§ **WHAT YOU HAVE TO DO**
Could you retype every one of the items below, line for line and without any changes?
++++ RECORDS SHOWN ++++
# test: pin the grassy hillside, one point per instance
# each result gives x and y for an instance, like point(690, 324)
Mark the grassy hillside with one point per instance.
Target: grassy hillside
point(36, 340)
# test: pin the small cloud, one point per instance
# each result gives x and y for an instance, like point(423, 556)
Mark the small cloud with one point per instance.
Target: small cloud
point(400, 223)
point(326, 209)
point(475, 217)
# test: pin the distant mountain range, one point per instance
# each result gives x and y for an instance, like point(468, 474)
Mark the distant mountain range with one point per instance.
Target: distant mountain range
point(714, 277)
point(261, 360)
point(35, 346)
++++
§ **EXPECTED ANSWER**
# test: pin the grassy hillside, one point per instance
# each result gives x and y for an instance, like point(690, 324)
Mark the grassy hillside with one point per instance.
Target: grassy hillside
point(36, 340)
# test: pin the small cloud, one point per instance
# each result gives x and y for an instance, like point(423, 556)
Mark the small cloud with one point per instance.
Target: small cloud
point(400, 223)
point(326, 209)
point(475, 217)
# test: pin the distant mountain range, one point per instance
# each result gives x and y for an instance, like point(468, 474)
Mark the distant mountain range with one point per instance.
Target: distant mountain range
point(714, 277)
point(261, 360)
point(35, 346)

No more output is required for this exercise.